◆ **TEXT TO READ**:
Fig. 1. Diffusion of a Gaussian hump on a uniform attractive condensate background. The initial hump height $A_0=0.1$ and width $\sigma=0.025$. A series of bright solitons are generated one-by-one at the wavefront in the whole diffusing process. The solitons exhibit breathing oscillations and nearly do not travel. The total numbers of atoms are (a) $N=500$, (b) $N=2000$, (c) $N=3500$, (d) $N=5000$, which are equivalent to different nonlinear coupling strengths. More solitons are generated for stronger nonlinear interactions or more atom numbers.

Theoretically, in an attractive condensate the bright soliton is stable. We first take a Gaussian hump ($\lambda=+1$) on a uniform condensate background. The parameters are $A_0=0.1$ and $\sigma=0.025$. Figure 1 shows the real-time evolution of the initial wave packet for total atom numbers $N=500$, 2000, 3500, 5000, respectively. We observe that in the process of diffusion the hump decays by generating a series of bright solitons one after another at the wave front. These newly created solitons do not travel and exhibit breathing modes. A stationary bright soliton with velocity $c=0$ implies $\mu=-k^2$ in Eq. (4) for a single soliton solution. The breathing mode means that the generated solitons are not stationary completely. The stronger the nonlinear interaction or the more the atom number is, the denser the solitons are, with a lower height. All of the solitons have the same breathing frequency in a given process of diffusion, while the breathing frequency increases as the nonlinear interaction becomes stronger. In the Gaussian notch case ($\lambda=-1$), the diffusion process is shown in Fig. 2. We note that the wave packet also decays as in the hump case. However, there is a slight difference: in the hump case (as shown in Fig. 1), a remnant bright soliton remains at the original position of the initial hump; while there is no soliton in the notch case (as shown in Fig. 2). In both situations, pairs of stationary bright solitons are centered on the initial position. The solitonic diffusing characteristic is universal. We have taken various other shapes of wave packet including sawtooth, square and sine functions, in either symmetrical or asymmetrical form, as the initial wave packet to verify our conclusions. The parameters such as depth or width do not alter the results qualitatively. The solitonic feature increases with the total atom number $N$. If we take the linear limit (i.e., $N=1$), then the solitonic feature disappears.

◆ **INFORMATION PROVIDED**:

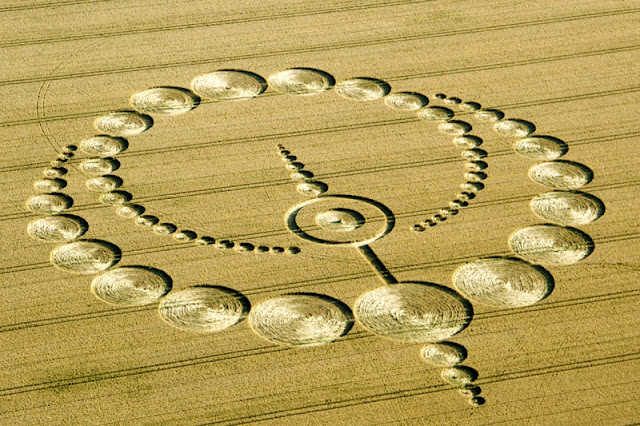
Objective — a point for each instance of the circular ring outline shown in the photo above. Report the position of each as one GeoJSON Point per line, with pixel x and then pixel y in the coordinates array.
{"type": "Point", "coordinates": [290, 219]}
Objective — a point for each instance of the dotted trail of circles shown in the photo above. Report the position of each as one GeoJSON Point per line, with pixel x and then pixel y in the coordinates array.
{"type": "Point", "coordinates": [504, 282]}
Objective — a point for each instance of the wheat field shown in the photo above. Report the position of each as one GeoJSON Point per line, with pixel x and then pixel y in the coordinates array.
{"type": "Point", "coordinates": [408, 212]}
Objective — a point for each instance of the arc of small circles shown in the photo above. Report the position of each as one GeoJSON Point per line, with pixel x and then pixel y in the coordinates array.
{"type": "Point", "coordinates": [503, 282]}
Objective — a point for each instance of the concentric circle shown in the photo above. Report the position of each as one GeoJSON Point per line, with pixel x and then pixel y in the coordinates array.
{"type": "Point", "coordinates": [340, 220]}
{"type": "Point", "coordinates": [413, 312]}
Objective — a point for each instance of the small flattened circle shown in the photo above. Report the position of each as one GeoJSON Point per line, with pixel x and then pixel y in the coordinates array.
{"type": "Point", "coordinates": [467, 141]}
{"type": "Point", "coordinates": [435, 114]}
{"type": "Point", "coordinates": [49, 203]}
{"type": "Point", "coordinates": [413, 312]}
{"type": "Point", "coordinates": [164, 101]}
{"type": "Point", "coordinates": [340, 220]}
{"type": "Point", "coordinates": [543, 148]}
{"type": "Point", "coordinates": [470, 106]}
{"type": "Point", "coordinates": [100, 166]}
{"type": "Point", "coordinates": [85, 257]}
{"type": "Point", "coordinates": [104, 146]}
{"type": "Point", "coordinates": [503, 282]}
{"type": "Point", "coordinates": [406, 101]}
{"type": "Point", "coordinates": [561, 174]}
{"type": "Point", "coordinates": [454, 127]}
{"type": "Point", "coordinates": [60, 228]}
{"type": "Point", "coordinates": [514, 128]}
{"type": "Point", "coordinates": [54, 172]}
{"type": "Point", "coordinates": [301, 81]}
{"type": "Point", "coordinates": [445, 354]}
{"type": "Point", "coordinates": [567, 208]}
{"type": "Point", "coordinates": [131, 286]}
{"type": "Point", "coordinates": [318, 219]}
{"type": "Point", "coordinates": [130, 211]}
{"type": "Point", "coordinates": [301, 320]}
{"type": "Point", "coordinates": [115, 198]}
{"type": "Point", "coordinates": [123, 123]}
{"type": "Point", "coordinates": [49, 185]}
{"type": "Point", "coordinates": [229, 85]}
{"type": "Point", "coordinates": [104, 183]}
{"type": "Point", "coordinates": [312, 189]}
{"type": "Point", "coordinates": [459, 376]}
{"type": "Point", "coordinates": [489, 115]}
{"type": "Point", "coordinates": [551, 244]}
{"type": "Point", "coordinates": [363, 89]}
{"type": "Point", "coordinates": [205, 309]}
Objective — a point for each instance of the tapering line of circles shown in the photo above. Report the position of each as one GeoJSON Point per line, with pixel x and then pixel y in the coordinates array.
{"type": "Point", "coordinates": [429, 313]}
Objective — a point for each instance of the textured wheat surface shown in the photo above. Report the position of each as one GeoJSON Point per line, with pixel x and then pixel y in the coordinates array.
{"type": "Point", "coordinates": [570, 68]}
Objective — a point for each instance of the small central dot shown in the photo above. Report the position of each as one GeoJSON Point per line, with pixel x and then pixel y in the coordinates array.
{"type": "Point", "coordinates": [340, 220]}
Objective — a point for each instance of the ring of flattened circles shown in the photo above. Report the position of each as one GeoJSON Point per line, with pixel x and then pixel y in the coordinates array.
{"type": "Point", "coordinates": [409, 312]}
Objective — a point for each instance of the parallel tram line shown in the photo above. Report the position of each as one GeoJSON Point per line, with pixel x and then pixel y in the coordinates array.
{"type": "Point", "coordinates": [220, 22]}
{"type": "Point", "coordinates": [336, 46]}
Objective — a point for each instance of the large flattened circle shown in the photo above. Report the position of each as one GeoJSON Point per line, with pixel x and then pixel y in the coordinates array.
{"type": "Point", "coordinates": [304, 220]}
{"type": "Point", "coordinates": [413, 312]}
{"type": "Point", "coordinates": [301, 319]}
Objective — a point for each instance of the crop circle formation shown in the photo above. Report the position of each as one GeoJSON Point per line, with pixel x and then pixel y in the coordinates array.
{"type": "Point", "coordinates": [410, 312]}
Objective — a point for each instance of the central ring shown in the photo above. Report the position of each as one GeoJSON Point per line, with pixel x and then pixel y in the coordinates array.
{"type": "Point", "coordinates": [340, 220]}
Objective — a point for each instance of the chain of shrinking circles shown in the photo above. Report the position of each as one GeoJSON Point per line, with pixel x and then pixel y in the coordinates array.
{"type": "Point", "coordinates": [108, 185]}
{"type": "Point", "coordinates": [53, 184]}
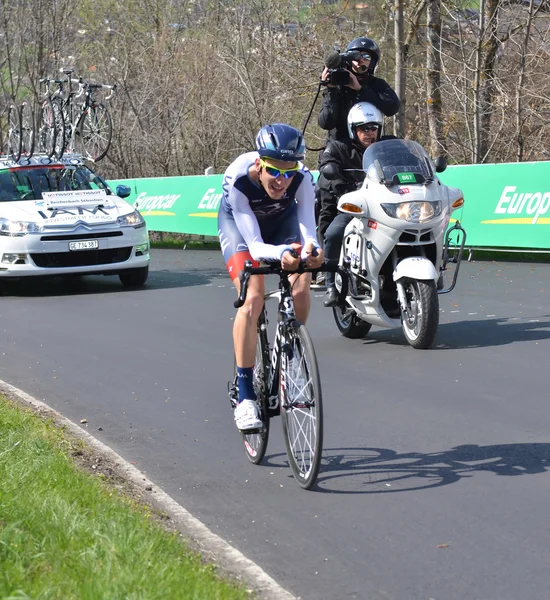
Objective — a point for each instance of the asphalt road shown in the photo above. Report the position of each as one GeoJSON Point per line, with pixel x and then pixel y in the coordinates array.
{"type": "Point", "coordinates": [434, 482]}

◆ **INSTRUCTIONS TO FOLLOW**: In the text on Gaussian wave packet diffusion, what remains at the original position of the initial hump in the hump case?

◆ **RESPONSE**: A remnant bright soliton.